=== Source records ===
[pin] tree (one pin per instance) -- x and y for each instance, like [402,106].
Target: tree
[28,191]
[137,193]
===
=== Source records ===
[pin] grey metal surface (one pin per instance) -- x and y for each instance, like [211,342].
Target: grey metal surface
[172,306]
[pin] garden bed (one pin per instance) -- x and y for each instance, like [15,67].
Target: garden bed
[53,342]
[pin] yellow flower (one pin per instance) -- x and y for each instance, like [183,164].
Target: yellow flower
===
### Problem description
Rename "garden bed" to "flower bed" in the data, starting at the line that has "[pin] garden bed" and stopping after the line that has "Target: yellow flower". Return only those lines, with everything else left as it is.

### Written answer
[pin] flower bed (one pin per instance) -- x and y for each instance, like [15,67].
Target: flower bed
[53,342]
[pin] yellow flower (one pin per instance) -- x and y for each instance, like [183,164].
Target: yellow flower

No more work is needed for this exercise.